■ **PARTS OF THE EXERCISE**
1. According to the text about color runs, what is the color powder usually made of?
2. Carry the text about color run powder and asthma forward from its last sentence.

■ **TEXT**
- - - - -

What is Color Run?
A color run is an event in which runners, joggers, and walkers complete a shorter run, usually a five kilometer distance, and get doused in color powder at different check points along the run and at the big color throw after the finish.
They can wear brightly colored and white clothes so that at the end of the run they are completely colorful instead of just the solid color clothes from the beginning of the run.
They are super fun outings to do with your friends and family and to get some awesome looking before and after photos!
The powder is usually made out of corn starch, baking soda, and food safe dyes, so they will not hurt your skin or cause you any harm if you accidentally ingest any of the powder.
However, how could this powder affect someone with Asthma?
Will the color powder make the Asthma worse or will it stay relatively normal and under control?
How can the powder affect people?
The color powder used in these color run events will affect those with Asthma or other pulmonary health issues more than those without, but it will also affect those with completely healthy respiratory systems.

- - - - -

(Dataset excerpts)
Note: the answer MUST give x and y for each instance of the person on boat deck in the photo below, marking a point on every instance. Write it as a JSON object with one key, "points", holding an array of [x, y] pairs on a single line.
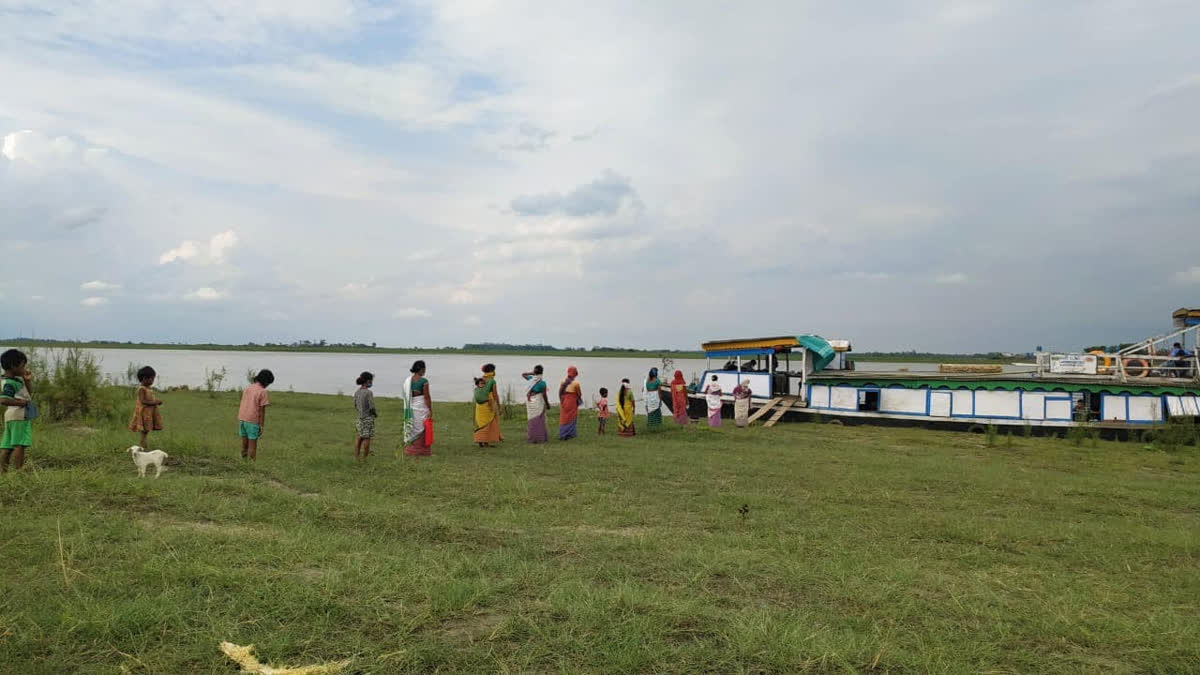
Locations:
{"points": [[679, 399], [713, 399], [487, 410], [570, 395], [1180, 366], [651, 392], [742, 404]]}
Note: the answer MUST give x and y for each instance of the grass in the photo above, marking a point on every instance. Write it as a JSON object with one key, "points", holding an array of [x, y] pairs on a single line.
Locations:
{"points": [[349, 350], [859, 549]]}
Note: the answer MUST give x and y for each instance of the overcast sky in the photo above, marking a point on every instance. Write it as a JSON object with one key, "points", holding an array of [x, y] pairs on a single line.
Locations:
{"points": [[901, 173]]}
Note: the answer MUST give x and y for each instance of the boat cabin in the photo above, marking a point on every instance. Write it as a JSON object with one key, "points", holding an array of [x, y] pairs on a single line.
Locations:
{"points": [[775, 366]]}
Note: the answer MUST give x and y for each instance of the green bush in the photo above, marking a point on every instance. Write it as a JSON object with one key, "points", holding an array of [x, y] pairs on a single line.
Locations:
{"points": [[69, 384], [1179, 431]]}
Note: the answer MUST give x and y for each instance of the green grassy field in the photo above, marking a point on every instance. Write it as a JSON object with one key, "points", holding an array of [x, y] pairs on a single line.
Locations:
{"points": [[863, 549]]}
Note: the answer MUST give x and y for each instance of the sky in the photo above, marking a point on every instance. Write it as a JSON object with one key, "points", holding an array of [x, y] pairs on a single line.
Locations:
{"points": [[907, 174]]}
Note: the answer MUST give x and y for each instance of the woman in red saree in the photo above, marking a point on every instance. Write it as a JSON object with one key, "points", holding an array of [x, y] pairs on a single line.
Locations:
{"points": [[679, 399], [570, 394]]}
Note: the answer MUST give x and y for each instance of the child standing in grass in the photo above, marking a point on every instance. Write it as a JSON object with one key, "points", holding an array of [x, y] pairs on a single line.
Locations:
{"points": [[147, 417], [603, 408], [364, 402], [15, 396], [252, 413]]}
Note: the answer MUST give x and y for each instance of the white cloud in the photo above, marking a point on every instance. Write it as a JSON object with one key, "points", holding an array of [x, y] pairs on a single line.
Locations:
{"points": [[207, 294], [1191, 275], [99, 286], [412, 312], [219, 246], [951, 279]]}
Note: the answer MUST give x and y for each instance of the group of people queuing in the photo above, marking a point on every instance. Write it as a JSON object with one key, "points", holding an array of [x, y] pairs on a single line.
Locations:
{"points": [[16, 398]]}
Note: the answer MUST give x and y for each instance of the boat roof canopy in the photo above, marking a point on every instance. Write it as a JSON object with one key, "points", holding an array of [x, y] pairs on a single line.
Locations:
{"points": [[762, 346], [1185, 316]]}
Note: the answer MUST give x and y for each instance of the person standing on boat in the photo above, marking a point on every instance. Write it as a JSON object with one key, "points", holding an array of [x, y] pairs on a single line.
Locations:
{"points": [[570, 395], [742, 404], [679, 399], [713, 398], [625, 411], [537, 404], [651, 392], [1179, 366]]}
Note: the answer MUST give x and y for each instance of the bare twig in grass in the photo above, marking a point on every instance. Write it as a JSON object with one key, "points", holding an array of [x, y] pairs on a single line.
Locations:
{"points": [[63, 560]]}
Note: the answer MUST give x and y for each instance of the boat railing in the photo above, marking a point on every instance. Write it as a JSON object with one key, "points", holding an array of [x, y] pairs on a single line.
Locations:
{"points": [[1127, 368]]}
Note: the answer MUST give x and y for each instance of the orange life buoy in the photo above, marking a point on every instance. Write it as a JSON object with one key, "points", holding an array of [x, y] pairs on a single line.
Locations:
{"points": [[1137, 368], [1108, 362]]}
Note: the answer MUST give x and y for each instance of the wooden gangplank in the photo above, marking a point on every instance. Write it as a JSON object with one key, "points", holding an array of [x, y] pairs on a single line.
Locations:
{"points": [[763, 410], [786, 405]]}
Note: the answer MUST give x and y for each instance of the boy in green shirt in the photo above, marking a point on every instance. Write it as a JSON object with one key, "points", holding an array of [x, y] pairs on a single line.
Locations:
{"points": [[15, 398]]}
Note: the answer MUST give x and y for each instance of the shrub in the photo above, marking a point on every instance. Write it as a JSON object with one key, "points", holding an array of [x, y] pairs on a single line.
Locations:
{"points": [[1078, 434], [213, 380], [70, 384]]}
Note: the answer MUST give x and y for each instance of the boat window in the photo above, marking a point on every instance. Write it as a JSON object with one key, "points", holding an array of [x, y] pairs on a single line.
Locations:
{"points": [[868, 400]]}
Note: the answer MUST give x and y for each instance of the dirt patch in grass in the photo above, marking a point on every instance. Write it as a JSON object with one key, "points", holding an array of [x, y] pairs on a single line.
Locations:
{"points": [[473, 627], [609, 531], [228, 529]]}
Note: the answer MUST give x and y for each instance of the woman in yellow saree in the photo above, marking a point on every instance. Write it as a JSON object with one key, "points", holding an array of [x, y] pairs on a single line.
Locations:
{"points": [[487, 408], [625, 410]]}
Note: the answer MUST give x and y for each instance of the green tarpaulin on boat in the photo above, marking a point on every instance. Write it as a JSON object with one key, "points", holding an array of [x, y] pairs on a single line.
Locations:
{"points": [[819, 346]]}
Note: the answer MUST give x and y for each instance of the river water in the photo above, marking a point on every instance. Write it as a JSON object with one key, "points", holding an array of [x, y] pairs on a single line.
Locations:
{"points": [[450, 375]]}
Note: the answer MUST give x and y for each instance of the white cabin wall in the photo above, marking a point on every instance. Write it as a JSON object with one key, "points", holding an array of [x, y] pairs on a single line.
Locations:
{"points": [[909, 401], [997, 404]]}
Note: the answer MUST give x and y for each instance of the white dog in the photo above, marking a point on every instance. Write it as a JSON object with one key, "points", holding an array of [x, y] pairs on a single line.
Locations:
{"points": [[143, 459]]}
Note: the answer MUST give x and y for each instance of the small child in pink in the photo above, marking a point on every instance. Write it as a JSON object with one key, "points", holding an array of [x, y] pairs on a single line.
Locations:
{"points": [[603, 408]]}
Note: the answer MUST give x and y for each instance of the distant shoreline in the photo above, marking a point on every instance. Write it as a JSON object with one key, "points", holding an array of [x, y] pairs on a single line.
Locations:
{"points": [[867, 357]]}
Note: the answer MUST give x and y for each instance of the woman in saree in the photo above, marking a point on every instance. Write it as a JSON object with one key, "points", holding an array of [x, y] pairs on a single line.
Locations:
{"points": [[570, 395], [418, 408], [713, 400], [487, 410], [742, 404], [679, 399], [537, 404], [651, 390], [625, 410]]}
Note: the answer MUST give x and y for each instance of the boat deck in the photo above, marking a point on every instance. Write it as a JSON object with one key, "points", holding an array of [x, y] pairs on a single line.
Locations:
{"points": [[1025, 376]]}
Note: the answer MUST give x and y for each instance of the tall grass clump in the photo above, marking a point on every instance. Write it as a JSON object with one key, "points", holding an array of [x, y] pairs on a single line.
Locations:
{"points": [[509, 407], [70, 384], [991, 434]]}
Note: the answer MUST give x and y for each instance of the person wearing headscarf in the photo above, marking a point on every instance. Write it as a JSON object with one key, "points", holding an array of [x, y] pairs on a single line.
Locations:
{"points": [[537, 404], [651, 392], [570, 395], [713, 400], [679, 399], [487, 410], [742, 404], [625, 410]]}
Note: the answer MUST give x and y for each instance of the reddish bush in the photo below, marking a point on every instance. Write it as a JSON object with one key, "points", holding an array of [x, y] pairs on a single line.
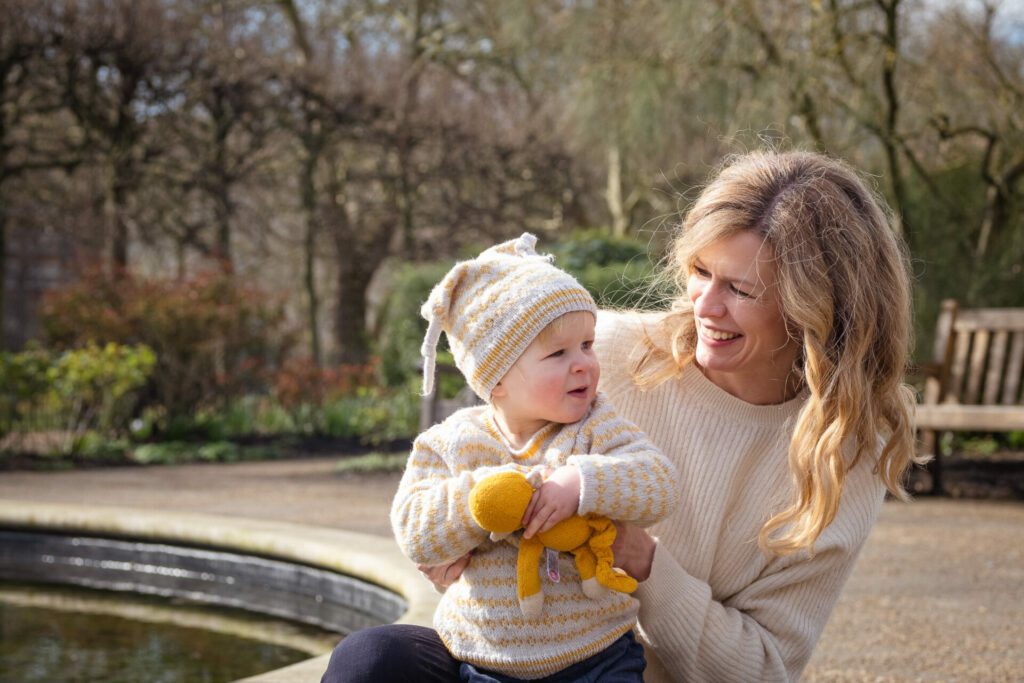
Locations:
{"points": [[299, 381], [215, 337]]}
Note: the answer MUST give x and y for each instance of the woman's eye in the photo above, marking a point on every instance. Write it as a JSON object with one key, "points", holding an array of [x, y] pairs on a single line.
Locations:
{"points": [[740, 293]]}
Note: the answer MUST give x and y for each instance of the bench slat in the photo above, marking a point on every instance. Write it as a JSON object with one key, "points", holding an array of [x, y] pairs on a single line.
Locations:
{"points": [[993, 375], [978, 353], [980, 418], [1014, 368], [990, 318], [952, 391]]}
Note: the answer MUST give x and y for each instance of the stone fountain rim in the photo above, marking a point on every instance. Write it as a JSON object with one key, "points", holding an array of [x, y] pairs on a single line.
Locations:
{"points": [[372, 558]]}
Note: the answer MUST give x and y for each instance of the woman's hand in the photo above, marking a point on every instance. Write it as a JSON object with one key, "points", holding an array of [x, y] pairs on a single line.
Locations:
{"points": [[442, 575], [634, 550]]}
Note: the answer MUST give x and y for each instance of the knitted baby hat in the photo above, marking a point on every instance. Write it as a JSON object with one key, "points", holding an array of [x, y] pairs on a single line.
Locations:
{"points": [[493, 306]]}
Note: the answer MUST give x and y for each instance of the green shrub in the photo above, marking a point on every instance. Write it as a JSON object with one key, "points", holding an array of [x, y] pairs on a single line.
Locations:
{"points": [[24, 383], [214, 337], [75, 395]]}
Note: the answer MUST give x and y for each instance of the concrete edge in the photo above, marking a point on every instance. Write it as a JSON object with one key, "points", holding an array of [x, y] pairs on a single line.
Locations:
{"points": [[372, 558]]}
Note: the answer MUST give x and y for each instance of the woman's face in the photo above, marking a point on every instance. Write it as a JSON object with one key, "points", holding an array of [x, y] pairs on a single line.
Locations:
{"points": [[742, 342]]}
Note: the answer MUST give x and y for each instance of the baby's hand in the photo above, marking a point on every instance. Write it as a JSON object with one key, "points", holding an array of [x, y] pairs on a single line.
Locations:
{"points": [[557, 499]]}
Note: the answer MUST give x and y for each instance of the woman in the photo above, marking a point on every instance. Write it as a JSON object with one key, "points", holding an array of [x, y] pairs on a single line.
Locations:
{"points": [[775, 386]]}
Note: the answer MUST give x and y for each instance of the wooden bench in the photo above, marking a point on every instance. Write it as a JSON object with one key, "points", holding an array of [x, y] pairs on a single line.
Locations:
{"points": [[974, 382]]}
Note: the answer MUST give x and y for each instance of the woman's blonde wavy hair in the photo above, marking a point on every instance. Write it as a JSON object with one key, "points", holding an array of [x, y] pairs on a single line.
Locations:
{"points": [[845, 291]]}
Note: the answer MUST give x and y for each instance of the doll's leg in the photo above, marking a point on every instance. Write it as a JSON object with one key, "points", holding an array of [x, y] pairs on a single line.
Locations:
{"points": [[528, 577], [587, 566], [600, 543]]}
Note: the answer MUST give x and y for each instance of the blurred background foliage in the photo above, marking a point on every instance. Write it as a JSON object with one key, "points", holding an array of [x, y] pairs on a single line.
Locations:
{"points": [[245, 202]]}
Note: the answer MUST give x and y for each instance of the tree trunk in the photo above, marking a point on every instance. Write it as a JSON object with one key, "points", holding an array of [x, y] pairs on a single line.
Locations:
{"points": [[3, 275], [614, 194], [223, 213], [117, 222], [309, 248]]}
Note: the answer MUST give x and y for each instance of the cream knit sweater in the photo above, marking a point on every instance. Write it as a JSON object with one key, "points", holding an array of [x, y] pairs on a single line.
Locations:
{"points": [[478, 617], [715, 607]]}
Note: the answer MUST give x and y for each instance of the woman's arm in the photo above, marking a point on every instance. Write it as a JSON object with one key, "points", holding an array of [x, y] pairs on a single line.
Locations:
{"points": [[765, 632], [624, 476]]}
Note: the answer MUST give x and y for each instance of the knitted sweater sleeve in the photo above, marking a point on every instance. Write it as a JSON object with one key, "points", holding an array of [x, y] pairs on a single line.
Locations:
{"points": [[623, 475], [767, 630], [430, 511]]}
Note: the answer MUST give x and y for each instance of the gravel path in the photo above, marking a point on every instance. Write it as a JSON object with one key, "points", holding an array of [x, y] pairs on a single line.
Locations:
{"points": [[937, 594]]}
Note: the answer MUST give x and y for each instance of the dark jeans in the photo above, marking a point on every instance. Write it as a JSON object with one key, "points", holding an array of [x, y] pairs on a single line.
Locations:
{"points": [[401, 652]]}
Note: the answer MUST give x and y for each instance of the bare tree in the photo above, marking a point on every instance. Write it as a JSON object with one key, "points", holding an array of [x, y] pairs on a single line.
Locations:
{"points": [[120, 65]]}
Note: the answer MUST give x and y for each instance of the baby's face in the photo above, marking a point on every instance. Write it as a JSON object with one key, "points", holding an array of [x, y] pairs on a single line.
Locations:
{"points": [[555, 379]]}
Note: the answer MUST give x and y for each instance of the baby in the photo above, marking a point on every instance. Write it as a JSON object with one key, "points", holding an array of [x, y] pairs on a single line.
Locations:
{"points": [[521, 332]]}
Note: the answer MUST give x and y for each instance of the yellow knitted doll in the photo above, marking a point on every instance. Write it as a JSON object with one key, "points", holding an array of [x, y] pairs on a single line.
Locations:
{"points": [[498, 504]]}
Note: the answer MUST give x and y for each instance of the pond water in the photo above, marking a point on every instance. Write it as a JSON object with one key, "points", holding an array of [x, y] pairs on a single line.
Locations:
{"points": [[78, 635]]}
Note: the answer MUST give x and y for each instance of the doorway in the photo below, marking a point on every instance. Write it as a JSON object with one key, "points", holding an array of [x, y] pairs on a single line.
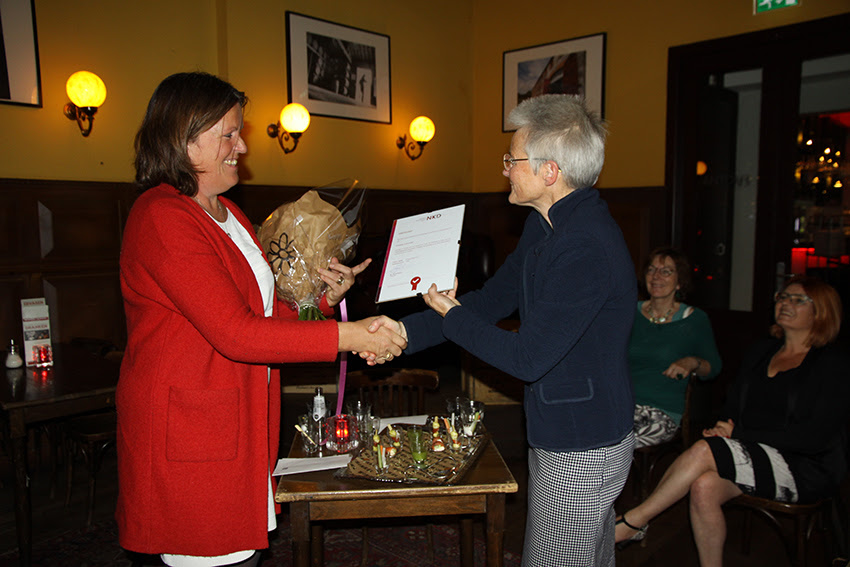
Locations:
{"points": [[758, 134]]}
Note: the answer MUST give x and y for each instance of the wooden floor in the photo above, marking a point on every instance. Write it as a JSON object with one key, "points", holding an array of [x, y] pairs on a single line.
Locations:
{"points": [[669, 541]]}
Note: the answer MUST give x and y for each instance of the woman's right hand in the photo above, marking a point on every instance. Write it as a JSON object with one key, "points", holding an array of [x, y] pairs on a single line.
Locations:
{"points": [[720, 429], [383, 343]]}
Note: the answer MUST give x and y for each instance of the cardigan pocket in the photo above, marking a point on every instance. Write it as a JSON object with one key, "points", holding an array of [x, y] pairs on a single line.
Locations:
{"points": [[565, 393], [203, 425]]}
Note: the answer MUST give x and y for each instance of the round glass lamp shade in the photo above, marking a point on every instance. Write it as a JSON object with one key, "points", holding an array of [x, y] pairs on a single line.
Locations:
{"points": [[422, 129], [294, 118], [86, 89]]}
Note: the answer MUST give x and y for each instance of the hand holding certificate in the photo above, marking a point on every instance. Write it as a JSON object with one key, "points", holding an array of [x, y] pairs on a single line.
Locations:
{"points": [[423, 250]]}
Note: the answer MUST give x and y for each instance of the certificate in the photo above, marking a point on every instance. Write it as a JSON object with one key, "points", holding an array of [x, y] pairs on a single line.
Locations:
{"points": [[423, 250]]}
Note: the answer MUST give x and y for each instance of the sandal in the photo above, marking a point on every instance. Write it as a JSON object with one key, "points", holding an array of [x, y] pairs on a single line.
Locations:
{"points": [[640, 533]]}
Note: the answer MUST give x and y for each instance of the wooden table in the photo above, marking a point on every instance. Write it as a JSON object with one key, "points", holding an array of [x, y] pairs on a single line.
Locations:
{"points": [[78, 382], [318, 496]]}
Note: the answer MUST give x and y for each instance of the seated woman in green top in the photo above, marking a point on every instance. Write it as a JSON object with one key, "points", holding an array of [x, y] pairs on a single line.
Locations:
{"points": [[670, 341]]}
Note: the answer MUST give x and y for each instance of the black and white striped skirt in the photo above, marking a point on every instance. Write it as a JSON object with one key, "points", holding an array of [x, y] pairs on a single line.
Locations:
{"points": [[756, 468]]}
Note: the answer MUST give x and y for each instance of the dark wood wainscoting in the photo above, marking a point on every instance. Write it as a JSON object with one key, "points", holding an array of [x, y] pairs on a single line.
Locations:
{"points": [[61, 240]]}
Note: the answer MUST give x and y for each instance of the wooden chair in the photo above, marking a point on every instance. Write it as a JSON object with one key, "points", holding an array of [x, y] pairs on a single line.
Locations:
{"points": [[393, 392], [647, 458], [805, 517], [91, 435]]}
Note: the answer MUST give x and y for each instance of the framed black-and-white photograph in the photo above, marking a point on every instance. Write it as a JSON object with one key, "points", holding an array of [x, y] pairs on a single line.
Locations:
{"points": [[20, 79], [575, 66], [337, 70]]}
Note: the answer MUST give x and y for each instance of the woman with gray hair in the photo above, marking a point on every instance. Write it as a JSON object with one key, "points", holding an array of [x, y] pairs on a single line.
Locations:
{"points": [[572, 281]]}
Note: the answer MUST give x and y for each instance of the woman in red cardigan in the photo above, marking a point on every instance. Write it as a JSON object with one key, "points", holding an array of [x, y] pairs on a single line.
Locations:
{"points": [[198, 407]]}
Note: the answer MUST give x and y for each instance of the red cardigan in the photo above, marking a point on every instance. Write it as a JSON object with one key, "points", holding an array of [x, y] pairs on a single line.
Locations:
{"points": [[198, 419]]}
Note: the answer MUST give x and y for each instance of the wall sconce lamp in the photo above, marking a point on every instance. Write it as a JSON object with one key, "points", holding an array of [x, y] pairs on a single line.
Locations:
{"points": [[294, 119], [87, 92], [421, 132]]}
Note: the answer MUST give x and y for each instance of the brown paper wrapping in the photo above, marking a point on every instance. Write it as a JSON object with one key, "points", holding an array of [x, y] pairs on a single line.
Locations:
{"points": [[300, 237]]}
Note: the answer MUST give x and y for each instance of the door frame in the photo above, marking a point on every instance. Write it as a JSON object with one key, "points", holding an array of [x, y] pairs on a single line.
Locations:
{"points": [[779, 53]]}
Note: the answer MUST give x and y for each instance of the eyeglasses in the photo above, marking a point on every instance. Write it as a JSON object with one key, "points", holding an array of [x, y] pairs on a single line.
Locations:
{"points": [[509, 161], [663, 272], [792, 298]]}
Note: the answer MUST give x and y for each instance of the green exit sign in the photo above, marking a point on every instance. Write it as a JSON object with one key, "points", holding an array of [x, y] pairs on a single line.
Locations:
{"points": [[761, 6]]}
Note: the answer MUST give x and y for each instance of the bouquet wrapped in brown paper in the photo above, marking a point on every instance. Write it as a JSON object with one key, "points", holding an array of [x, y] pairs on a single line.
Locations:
{"points": [[304, 235]]}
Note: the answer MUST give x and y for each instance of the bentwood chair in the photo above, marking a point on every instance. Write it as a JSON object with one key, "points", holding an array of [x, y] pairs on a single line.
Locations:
{"points": [[805, 518], [647, 458], [391, 393]]}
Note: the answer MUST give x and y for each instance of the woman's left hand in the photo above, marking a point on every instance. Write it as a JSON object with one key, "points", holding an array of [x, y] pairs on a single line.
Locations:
{"points": [[681, 369], [340, 278], [441, 301]]}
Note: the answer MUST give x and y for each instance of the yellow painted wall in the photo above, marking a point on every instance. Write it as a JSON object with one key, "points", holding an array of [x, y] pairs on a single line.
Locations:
{"points": [[639, 36], [134, 45], [446, 60]]}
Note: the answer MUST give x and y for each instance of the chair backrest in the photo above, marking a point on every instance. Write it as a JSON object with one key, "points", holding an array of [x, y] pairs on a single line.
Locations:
{"points": [[698, 410], [393, 392]]}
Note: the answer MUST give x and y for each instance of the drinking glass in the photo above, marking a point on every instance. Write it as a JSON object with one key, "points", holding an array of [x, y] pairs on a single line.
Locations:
{"points": [[454, 407], [418, 445], [362, 413], [382, 460], [471, 413]]}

- - - - -

■ **ANSWERS TO THE EXERCISES**
1. Corn starch, baking soda, and food safe dyes.

2.
There has been research done on how corn starch based powders can cause damage if you inhale them, and while there is nothing specifically on the color powder used at color run events, there is research done on glove powder which is also corn starch based.
The results of a study done using glove powder were somewhat shocking as it showed that the powder does cause healthy adults some harm.
The corn starch based glove powder caused subclinical airway inflammation as well as a large number of eosinophilic granulocytes which create the possibility of causing tissue damage.
As well as the tissue damage, the corn starch based powder also caused adhesions which could cause your body to trigger multiple different inflammation responses that could ultimately result in scarring.
Answer: Is Running A Color Run with Asthma Safe?
While the color powder adds another level to the event, it could negatively impact the participants in the crowd who suffer with pulmonary and respiratory issues.
According to Dr. Kevin Parks of the Allergy and Asthma Center of Southern Oregon, inhaling the color powder during the runs can be irritating to the airways and cause a thickening of the mucous lining.
For those without any pulmonary issues, such as Asthma, this could lead to coughing, but ultimately will be fine and not a problem. For those with Asthma, inhaling the color powder could be similar to inhaling dust, wildfire smoke, or other pollutants.
This could lead to those participants who have Asthma to require their rescue inhaler during or after the event. These symptoms of coughing, shortness of breath, and in some cases needing a rescue inhaler could potentially last for several days.
Can I still participate?
The good news is that while there are risks to participating, you can still participate safely in these fun filled events!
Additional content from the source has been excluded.